ВЫБРАННЫЙ ОТРЫВОК
----
Donate

Путешествие и познание мира

Галанин Рустам19/11/18 00:401.3K🔥

Мы странствуем не из любви к странствиям, насколько я знаю…Можно быть мудаками, но не до такой же степени.

С. Беккет

Когда я читаю книгу, которая меня восхищает, замечательную книгу или когда слушаю музыку, которую нахожу великолепной, я чувствую, что вхожу в состояние…Путешествие никогда не даст таких эмоций.

Ж. Делез

И я там был, и я там в снег блевал

И. Бродский


***

Допустим, что существует как минимум два способа познания мира — экстенсивный и интенсивный, или, как учил Спиноза, мышление и протяженность (res cogitans и res extensa). Говоря о путешествии как способе познания мира, все же следует его отнести, как кажется, к протяженности, а учитывая современные способы перемещения — к преодолению протяженности, неизбежно связанной с пространством.

Протяженный способ познания мира ассоциируется в первую очередь с самолетом и хабом, откуда эти блестящие машины наводняют собой все мыслимые и немыслимые уголки ойкумены. Такой способ познания — скоростной, позволяет сменяться картинке максимально возможное количество раз за минимально вложенное время, такой способ познания превалирует в сознании молодежи (и не только), модерируемом т.н. клиповым мышлением, связанным не только с иконическим поворотом (iconic turn) в науках о культуре (Cf. Дорис Бахман-Медик. Культурные повороты. Сс. 394-454), но и с гораздо более примитивными причинами: да просто читать западло.
----
ПРЕДОСТАВЛЕННЫЙ МАТЕРИАЛ
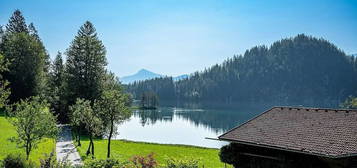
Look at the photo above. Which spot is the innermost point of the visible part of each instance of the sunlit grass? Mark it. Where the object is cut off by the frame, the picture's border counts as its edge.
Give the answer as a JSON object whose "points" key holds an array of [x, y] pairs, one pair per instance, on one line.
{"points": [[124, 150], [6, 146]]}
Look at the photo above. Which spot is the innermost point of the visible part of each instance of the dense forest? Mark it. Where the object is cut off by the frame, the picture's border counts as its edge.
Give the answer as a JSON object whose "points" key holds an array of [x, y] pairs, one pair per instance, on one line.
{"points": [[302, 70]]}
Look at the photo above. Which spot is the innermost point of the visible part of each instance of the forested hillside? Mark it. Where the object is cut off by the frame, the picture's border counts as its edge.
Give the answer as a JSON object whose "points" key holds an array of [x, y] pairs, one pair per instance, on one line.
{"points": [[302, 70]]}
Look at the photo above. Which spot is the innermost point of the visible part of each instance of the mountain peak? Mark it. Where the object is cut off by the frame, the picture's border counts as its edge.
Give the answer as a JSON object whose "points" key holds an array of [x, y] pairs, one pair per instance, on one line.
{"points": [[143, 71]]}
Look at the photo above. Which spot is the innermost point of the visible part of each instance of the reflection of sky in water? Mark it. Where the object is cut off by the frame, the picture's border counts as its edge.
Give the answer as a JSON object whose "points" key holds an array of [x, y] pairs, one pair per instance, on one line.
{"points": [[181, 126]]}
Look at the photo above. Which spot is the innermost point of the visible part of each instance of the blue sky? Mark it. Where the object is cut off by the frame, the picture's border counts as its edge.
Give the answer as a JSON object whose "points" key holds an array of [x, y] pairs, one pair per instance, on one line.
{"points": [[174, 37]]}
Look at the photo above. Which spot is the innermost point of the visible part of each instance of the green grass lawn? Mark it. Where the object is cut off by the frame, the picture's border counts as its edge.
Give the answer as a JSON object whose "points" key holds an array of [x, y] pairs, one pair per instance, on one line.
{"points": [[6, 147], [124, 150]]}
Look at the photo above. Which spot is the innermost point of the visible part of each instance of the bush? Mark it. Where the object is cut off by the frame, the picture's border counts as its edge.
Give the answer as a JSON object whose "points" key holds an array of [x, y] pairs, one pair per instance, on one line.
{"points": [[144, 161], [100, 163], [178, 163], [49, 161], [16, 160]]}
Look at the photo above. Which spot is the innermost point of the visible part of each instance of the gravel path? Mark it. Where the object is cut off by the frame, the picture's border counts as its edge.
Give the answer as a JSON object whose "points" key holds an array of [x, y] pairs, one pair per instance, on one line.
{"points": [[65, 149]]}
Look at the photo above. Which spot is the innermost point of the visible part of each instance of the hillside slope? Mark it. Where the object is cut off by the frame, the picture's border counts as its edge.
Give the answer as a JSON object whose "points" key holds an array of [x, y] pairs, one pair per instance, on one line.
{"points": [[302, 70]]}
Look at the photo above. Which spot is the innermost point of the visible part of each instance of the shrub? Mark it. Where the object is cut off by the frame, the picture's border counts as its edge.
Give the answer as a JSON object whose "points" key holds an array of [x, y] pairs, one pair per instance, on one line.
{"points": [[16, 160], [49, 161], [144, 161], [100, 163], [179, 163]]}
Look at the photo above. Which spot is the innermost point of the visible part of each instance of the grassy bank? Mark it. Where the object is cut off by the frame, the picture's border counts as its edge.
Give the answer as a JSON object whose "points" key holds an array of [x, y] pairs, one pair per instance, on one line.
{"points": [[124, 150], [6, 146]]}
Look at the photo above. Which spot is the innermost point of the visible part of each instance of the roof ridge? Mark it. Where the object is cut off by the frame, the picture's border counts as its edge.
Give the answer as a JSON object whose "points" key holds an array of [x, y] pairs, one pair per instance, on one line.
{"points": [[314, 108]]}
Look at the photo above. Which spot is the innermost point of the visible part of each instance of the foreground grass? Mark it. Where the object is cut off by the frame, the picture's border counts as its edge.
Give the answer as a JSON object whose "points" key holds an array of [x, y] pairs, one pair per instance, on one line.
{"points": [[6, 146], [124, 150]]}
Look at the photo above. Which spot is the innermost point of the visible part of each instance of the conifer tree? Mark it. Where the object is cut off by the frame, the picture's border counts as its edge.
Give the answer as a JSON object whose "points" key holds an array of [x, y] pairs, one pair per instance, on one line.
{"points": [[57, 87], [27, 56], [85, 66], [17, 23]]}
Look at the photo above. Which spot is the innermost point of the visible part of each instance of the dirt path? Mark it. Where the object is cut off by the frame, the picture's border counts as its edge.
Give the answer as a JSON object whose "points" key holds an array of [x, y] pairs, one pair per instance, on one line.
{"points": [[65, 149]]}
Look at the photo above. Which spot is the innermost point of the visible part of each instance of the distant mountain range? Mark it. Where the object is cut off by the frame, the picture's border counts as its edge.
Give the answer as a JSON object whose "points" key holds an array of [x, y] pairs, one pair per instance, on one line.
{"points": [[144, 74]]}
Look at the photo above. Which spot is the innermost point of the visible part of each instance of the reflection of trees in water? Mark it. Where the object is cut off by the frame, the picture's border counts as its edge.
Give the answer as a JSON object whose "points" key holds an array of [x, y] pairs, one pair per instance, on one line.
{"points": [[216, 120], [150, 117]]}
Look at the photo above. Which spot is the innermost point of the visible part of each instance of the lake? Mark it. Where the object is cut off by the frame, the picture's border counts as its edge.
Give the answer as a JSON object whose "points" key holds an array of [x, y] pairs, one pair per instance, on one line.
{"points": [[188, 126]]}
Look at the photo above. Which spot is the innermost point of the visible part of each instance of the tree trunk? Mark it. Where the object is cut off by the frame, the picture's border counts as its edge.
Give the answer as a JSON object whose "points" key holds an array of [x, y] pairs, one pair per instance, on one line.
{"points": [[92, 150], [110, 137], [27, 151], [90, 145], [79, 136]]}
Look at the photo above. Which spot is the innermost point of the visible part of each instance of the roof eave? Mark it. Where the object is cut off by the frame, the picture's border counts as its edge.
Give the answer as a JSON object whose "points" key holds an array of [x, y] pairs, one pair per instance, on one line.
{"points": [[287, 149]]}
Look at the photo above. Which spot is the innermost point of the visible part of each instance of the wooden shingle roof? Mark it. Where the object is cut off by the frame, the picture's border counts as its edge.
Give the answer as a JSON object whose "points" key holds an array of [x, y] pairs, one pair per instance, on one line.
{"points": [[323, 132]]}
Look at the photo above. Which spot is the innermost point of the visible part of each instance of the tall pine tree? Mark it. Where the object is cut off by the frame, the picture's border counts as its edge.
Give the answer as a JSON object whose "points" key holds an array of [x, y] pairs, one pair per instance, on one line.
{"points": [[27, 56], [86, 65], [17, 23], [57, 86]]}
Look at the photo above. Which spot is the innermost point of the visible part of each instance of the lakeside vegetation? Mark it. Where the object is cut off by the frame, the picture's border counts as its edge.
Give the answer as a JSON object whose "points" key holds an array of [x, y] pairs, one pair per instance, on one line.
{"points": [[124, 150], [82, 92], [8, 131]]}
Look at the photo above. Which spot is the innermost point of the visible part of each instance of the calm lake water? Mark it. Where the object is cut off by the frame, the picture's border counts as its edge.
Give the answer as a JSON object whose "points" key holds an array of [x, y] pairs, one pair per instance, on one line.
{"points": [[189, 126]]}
----
ОПИСАНИЕ ЗАДАНИЯ
Выпишите без изменений часть отрывка о путешествии как способе познания мира, начиная со слов "Путешествие и познание" и заканчивая словами "мудаками, но не до такой же степени." включительно.

ОТВЕТ НА ЗАДАНИЕ
Путешествие и познание мира

Галанин Рустам19/11/18 00:401.3K🔥

Мы странствуем не из любви к странствиям, насколько я знаю…Можно быть мудаками, но не до такой же степени.